* _Task goal_
Write the next part of the article on military lessons from civilian AI, picking up after its final paragraph.

* _Given text_

--- Start ---

Helping Humans and Computers Fight Together: Military Lessons from Civilian AI
This article is the second in a series on digital defense. The first article looked at how the United States should bring tech experts and the innovative ideas they develop into the Department of Defense at an accelerated rate, and why those innovations should be shared with allies. This series will conclude with an essay on how the Army’s 1941 Louisiana Maneuvers can be a model for virtual training of the armed forces today to face future conflicts, not past wars.
The U.S. Department of Defense has, understandably, taken a growing interest in artificial intelligence (AI). Military planners have run a series of war games to determine how effectively AI could replace humans in combat. Based on these early experiments, computers seem likely to eventually overtake their human operators — in one recent test, an AI system defeated its human opponent in a simulated dogfight. Some military planners have even worried that keeping humans in the loop is already dangerously slowing down decision-making in high-stakes situations.
But using AI to replace humans in combat ignores the lessons Silicon Valley has learned implementing this technology in other fields. The experience of civilian AI has demonstrated how dangerous it is to think of computers as being simply “better” or “more accurate” than individuals. Increasing the accuracy, speed, and efficiency of complex systems through automation may make failures less common, but it can also make them far more serious when they occur. As a result, successfully leveraging AI is not about replacing people with computers in the performance of discrete tasks. Rather, it requires embracing the relationship between technology and the human beings who interact with it.
How should the military go about this? We believe our experience at Rebellion Defense can offer some important insights. We are a software company that helps intelligence and national security clients apply AI to their work. In our own development process, we discourage defense partners from focusing on places where machines can take over an existing process and explore instead how the process itself could change if humans and machines work together. This leads us to three basic principles: a) build expertise, don’t eliminate it, b) find opportunities for hybrid intelligence, and c) create error budgets.

--- End ---

[Lines of data]
--- Start ---

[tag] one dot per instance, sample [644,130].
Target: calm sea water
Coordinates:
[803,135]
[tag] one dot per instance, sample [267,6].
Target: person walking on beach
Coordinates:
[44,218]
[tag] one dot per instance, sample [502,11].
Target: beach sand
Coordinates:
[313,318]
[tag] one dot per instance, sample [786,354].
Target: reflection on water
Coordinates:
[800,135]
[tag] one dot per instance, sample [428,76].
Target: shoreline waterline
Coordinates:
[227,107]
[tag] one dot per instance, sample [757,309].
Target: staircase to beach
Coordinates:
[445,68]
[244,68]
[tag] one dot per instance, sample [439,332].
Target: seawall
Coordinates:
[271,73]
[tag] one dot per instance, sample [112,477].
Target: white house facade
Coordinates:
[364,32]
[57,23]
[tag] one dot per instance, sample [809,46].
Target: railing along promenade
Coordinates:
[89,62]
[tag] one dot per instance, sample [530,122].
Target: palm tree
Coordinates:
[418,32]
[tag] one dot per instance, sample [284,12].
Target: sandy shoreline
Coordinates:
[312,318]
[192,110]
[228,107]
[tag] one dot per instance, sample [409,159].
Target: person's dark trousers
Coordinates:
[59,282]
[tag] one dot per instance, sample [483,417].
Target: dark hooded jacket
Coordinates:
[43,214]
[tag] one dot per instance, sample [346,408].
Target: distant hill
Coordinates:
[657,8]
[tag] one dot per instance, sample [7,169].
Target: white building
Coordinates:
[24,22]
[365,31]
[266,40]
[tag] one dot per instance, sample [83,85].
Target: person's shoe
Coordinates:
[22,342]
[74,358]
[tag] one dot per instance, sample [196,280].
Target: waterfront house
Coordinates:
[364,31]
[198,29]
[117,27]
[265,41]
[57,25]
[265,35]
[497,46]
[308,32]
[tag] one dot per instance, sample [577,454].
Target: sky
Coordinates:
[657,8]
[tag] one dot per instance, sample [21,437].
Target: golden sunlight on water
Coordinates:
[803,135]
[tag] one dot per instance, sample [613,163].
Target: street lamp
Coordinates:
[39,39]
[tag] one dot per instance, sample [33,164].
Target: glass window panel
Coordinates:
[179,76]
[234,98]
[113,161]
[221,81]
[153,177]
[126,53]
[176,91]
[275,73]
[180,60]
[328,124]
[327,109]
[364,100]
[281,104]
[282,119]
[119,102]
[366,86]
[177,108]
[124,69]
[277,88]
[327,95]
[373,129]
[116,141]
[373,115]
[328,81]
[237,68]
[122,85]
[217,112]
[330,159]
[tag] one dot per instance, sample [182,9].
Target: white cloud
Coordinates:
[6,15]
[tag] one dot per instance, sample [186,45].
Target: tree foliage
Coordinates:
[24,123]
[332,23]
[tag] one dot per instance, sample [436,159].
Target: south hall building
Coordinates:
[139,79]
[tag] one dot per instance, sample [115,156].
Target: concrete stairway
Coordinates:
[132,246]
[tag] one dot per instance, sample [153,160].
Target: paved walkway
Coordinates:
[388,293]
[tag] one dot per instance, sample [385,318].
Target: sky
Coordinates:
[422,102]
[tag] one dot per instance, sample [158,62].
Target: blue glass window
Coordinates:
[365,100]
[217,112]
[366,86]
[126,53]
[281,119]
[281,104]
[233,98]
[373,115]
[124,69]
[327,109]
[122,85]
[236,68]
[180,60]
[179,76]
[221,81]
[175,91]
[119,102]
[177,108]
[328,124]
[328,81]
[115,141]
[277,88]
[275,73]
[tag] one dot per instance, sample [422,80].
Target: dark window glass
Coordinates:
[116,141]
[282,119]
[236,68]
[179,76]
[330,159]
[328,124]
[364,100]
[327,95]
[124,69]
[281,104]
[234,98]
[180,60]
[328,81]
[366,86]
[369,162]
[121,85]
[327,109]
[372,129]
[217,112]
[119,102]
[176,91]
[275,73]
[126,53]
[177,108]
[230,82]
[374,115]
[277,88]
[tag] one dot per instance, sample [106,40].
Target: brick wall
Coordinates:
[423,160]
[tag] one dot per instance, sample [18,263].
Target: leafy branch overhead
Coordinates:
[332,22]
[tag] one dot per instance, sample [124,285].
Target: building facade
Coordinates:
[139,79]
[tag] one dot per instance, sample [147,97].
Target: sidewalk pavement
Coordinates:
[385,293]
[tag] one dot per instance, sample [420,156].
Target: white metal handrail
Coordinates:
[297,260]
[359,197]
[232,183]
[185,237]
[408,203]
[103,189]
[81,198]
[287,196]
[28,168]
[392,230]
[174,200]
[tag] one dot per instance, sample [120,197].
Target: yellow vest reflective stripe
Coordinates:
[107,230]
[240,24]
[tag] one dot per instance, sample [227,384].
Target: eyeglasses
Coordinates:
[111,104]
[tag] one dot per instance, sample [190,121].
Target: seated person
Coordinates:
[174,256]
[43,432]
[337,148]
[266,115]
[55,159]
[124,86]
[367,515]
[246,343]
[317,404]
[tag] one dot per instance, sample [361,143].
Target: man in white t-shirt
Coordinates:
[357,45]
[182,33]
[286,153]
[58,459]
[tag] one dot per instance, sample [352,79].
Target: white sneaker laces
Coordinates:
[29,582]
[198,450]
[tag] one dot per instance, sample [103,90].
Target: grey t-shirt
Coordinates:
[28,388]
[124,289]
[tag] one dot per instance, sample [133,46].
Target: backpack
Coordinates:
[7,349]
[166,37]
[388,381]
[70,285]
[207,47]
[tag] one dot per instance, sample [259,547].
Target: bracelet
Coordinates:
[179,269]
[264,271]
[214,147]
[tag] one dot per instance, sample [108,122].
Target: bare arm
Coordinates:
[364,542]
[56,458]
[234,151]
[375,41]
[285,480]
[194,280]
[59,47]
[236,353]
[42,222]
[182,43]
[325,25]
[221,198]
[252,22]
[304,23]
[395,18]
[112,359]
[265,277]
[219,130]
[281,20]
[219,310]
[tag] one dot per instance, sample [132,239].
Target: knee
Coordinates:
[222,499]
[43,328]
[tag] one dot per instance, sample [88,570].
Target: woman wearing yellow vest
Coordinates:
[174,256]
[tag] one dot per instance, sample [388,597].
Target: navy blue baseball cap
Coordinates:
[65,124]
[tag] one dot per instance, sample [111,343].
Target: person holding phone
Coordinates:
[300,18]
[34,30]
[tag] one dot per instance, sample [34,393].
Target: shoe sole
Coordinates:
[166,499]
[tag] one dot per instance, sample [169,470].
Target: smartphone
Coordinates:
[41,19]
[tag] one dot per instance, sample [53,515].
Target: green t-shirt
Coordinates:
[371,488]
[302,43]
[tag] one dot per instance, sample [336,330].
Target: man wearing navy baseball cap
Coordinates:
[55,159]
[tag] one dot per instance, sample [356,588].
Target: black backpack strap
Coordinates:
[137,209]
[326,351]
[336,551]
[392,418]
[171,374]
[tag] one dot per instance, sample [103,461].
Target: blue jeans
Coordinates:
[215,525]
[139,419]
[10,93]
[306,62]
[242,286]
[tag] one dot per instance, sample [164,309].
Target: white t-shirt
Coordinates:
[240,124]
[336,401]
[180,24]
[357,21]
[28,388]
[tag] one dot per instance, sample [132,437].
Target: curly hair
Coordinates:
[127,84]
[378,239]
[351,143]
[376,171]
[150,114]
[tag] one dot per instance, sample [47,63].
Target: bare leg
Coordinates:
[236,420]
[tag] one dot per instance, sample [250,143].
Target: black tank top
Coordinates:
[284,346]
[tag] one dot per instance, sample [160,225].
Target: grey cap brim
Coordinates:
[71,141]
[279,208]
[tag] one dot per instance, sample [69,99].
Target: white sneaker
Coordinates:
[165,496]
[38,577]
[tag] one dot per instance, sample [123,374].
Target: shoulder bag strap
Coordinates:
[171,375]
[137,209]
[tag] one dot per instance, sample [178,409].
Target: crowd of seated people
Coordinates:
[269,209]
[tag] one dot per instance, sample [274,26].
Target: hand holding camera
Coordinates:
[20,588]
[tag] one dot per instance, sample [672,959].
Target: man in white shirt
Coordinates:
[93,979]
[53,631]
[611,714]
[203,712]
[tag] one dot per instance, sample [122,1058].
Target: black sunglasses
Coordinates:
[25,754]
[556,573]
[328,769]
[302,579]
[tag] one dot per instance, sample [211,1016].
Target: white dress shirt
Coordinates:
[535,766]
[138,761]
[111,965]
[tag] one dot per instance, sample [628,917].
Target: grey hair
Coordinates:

--- End ---

* _Task response_
Lessons from Civilian AI
As Silicon Valley discovered, when AI is introduced into complex processes, it fundamentally alters them, changing the types of errors that occur and their ramifications.
Our first brush with the complications of using machines to eliminate human error came from automating the work that system administrators do setting up, upgrading, and configuring servers. Software engineers built automated systems that could read plain text files with configuration instructions and reconfigure servers as needed on the fly. Doing so greatly decreased the number of errors triggered by mistyped commands or by forgetting to upgrade one or two servers on a list. Companies that implemented this automated approach decreased mistakes and increased efficiency. Eliminating human error also allowed systems to grow, becoming faster and more complex. But this growth came at a price. In automated systems, the errors that do happen can cascade through multiple subsystems almost instantaneously, often taking down broad swaths of seemingly unrelated operations. In November 2020, such a bug disabled a large chunk of the internet for several hours. System failures caused by unexpected behavior from error-reducing technology trigger catastrophic outages a few times a year at the top technology firms in the world.
The unexpected consequences of AI have taken more tangible forms as well. Amazon has more than 110 major distribution centers across the country. They are heavily automated to improve both efficiency and safety. But to the company’s surprise, cutting-edge robots and AI were found to be increasing workplace injuries and accidents in the online seller’s warehouses. Some robotized warehouses were seeing injury rates five times the industry average.
Again, decreasing errors allowed systems to move faster and become more complex. Amazon’s robots were increasing human injury because they scaled the pace of warehouse activity past what the human body could sustain. There were fewer accidents as a result of people moving things around the warehouse space, but more injuries related to repetitive stress and exhaustion as workers stayed at their stations processing packages at increasing speed. In developing a robot workforce, Amazon tried to swap out humans for machines without approaching the system holistically or considering how humans would adapt to the automation. Truly safe systems take into account the interaction between humans and machines, rather than trying to replace one with the other.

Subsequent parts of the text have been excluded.